Answer these questions from the article on accounts receivable:
1. How much uncollected A/R did the ophthalmologist find in his practice?
2. Who is quoted explaining what "days in A/R" means?
3. By what number are gross charges divided to get the Average Daily Charge?

Extract.
- Opening Delimiter -

Keep Your Practice Out of the Red: What ECPs Should Know

I once met a brilliant ophthalmologist with a distinguished career. But he had an A/R problem. A big A/R problem.

He remained blissfully ignorant of his problem until one day—one of those days when we all have when feel we are working too hard for the money we’re earning. He decided to dig into how his practice’s billing staff was handling accounts receivable (A/R).

He discovered that his practice had about $1 million dollars of uncollected A/R, most of it so old the chances of collecting it were very, very slim.

Doctors, we know you’re in this profession to focus on helping your patients see, and we totally love that about you. But you owe it to your staff, your practice, and yourself to know just enough about A/R to be confident your staff is managing it optimally, and to help them correct course if there’s room for improvement.

What does ‘days in A/R’ mean?

“When people talk about ‘days in accounts receivable (A/R),’ they’re referring to single number that tells you, on average, how long it takes you to get paid after you provide a service,” explains Torrey Kim of Part B Insider.

To quickly calculate days in A/R, you need to figure out your Average Daily Charge (ADC), says Kim. You get this number by dividing your gross charges by 365. Then you divide your total accounts receivable by your ADC to get the number of days A/R you have outstanding.

- Closing Delimiter -

Dataset records.
- Opening Delimiter -

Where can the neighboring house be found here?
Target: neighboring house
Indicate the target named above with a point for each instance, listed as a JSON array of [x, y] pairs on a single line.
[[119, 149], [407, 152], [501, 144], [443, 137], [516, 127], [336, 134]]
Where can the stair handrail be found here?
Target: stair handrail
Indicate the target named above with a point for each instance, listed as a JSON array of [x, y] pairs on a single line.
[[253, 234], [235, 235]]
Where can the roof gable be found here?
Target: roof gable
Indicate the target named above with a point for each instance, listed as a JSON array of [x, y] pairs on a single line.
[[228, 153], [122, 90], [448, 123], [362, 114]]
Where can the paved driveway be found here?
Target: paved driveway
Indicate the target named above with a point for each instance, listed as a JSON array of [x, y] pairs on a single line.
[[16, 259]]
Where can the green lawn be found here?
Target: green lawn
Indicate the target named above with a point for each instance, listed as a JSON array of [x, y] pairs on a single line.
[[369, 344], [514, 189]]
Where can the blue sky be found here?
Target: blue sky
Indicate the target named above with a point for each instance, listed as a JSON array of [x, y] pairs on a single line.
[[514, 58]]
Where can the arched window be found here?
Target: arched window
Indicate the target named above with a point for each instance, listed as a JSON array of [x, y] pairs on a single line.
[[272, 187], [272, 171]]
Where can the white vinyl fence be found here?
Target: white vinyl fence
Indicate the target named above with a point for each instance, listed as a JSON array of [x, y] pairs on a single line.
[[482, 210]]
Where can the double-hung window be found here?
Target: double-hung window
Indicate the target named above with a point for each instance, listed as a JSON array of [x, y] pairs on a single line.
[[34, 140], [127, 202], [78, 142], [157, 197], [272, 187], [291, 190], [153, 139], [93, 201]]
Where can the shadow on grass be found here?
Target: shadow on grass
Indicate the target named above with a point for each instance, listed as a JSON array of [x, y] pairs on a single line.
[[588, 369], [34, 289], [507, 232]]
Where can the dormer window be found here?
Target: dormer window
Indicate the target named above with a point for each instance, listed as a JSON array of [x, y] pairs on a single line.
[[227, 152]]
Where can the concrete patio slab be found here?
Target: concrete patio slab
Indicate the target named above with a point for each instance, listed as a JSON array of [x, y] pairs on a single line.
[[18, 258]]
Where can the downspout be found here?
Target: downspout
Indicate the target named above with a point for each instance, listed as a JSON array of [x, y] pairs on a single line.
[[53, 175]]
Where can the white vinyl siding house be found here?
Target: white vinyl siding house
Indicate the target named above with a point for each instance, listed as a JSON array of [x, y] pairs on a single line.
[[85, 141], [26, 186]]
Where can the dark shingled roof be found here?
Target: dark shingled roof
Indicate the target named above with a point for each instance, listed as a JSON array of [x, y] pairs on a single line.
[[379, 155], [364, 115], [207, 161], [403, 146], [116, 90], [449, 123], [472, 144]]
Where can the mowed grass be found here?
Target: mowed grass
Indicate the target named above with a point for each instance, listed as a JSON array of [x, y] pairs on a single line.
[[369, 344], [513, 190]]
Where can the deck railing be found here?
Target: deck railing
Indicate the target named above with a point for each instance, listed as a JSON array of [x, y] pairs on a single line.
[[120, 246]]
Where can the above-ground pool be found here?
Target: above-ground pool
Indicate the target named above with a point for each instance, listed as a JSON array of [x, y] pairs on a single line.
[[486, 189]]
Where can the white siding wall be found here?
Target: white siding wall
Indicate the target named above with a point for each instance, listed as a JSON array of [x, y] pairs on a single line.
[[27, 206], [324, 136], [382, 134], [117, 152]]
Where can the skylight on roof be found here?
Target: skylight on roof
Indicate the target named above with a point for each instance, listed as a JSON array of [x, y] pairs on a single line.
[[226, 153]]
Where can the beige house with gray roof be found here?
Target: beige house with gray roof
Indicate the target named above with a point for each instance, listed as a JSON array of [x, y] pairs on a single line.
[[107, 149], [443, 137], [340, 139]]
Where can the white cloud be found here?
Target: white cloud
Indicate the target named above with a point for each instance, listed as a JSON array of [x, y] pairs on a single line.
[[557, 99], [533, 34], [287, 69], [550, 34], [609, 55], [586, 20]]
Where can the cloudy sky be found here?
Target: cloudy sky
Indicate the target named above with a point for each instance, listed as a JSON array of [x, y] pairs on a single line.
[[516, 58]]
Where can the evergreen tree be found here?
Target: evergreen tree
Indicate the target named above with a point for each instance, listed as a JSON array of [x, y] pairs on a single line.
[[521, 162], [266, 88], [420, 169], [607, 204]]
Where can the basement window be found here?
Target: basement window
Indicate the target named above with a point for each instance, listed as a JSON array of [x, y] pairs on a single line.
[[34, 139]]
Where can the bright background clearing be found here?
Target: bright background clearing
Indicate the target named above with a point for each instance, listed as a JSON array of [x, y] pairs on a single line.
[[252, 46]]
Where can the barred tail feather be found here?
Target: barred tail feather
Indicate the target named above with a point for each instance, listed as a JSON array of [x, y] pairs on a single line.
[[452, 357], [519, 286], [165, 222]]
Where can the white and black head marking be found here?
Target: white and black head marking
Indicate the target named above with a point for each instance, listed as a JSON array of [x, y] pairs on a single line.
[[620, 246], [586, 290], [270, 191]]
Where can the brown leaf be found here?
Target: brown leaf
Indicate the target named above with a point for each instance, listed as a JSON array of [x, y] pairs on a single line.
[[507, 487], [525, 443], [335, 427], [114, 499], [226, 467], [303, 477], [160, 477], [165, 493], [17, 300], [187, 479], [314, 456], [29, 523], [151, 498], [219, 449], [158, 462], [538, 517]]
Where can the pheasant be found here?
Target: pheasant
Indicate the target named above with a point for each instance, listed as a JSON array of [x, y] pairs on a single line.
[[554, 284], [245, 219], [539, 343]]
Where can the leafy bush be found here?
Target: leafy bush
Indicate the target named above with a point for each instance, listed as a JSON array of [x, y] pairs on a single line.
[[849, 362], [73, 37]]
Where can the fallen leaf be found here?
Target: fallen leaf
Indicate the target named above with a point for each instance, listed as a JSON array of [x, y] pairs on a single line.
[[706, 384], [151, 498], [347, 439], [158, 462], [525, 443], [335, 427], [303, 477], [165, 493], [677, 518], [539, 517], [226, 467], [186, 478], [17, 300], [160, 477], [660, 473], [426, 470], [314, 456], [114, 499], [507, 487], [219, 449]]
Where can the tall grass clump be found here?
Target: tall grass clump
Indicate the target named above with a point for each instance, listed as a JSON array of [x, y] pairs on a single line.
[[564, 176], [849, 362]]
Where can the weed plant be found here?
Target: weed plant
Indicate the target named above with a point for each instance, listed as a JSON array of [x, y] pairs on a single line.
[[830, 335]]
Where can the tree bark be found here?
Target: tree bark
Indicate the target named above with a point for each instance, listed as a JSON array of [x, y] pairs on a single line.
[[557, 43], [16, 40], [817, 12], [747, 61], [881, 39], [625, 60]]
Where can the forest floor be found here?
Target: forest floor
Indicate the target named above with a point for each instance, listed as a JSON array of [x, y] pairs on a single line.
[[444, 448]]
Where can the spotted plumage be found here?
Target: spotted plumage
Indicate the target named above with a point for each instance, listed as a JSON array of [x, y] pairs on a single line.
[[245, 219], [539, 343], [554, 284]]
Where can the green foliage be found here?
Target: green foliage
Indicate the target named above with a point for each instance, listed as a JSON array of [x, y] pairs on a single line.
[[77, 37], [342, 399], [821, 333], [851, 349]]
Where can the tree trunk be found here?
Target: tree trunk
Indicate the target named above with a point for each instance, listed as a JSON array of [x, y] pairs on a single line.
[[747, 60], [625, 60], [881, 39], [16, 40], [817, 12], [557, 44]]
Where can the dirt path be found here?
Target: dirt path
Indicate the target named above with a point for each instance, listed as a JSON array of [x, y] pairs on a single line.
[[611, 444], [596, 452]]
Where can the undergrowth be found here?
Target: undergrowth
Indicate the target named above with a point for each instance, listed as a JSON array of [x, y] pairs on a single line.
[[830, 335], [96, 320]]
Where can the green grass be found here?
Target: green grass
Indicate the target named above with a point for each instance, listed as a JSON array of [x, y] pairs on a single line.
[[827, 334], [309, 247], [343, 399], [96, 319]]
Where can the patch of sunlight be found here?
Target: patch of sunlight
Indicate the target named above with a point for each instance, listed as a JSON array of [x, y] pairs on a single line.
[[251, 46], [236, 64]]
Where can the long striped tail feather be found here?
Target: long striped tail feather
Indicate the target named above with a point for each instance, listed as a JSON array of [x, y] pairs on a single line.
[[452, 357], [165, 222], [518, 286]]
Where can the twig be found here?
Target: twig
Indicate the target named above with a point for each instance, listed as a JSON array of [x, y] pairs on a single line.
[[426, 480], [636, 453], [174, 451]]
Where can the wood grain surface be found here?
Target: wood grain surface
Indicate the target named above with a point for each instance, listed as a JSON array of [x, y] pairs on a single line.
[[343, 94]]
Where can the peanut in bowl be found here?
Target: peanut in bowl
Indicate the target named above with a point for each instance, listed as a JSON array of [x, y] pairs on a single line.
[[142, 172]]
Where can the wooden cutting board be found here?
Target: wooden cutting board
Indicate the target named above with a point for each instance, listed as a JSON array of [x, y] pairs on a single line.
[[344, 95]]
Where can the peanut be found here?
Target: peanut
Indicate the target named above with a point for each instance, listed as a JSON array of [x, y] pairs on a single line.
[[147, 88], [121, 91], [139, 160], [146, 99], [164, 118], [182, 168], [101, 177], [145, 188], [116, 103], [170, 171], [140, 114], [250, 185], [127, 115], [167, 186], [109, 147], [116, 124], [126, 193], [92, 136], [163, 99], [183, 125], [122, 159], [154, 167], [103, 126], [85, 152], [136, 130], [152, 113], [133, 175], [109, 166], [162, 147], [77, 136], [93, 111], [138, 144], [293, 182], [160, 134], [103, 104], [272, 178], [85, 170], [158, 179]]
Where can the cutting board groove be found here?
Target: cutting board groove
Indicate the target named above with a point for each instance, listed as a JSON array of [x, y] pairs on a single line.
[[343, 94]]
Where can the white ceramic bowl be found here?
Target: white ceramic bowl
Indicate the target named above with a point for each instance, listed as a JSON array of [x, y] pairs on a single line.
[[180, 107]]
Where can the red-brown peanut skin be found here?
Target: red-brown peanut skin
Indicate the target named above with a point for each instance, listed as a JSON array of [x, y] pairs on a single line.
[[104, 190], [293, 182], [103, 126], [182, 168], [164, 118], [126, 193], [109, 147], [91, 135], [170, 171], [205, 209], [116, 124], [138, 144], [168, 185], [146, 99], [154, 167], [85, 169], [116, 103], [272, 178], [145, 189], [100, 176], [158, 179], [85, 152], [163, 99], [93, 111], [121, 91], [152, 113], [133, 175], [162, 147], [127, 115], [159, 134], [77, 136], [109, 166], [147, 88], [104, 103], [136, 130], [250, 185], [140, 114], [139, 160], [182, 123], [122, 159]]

- Closing Delimiter -

Solution to this exercise.
1. About $1 million.
2. Torrey Kim of Part B Insider.
3. 365.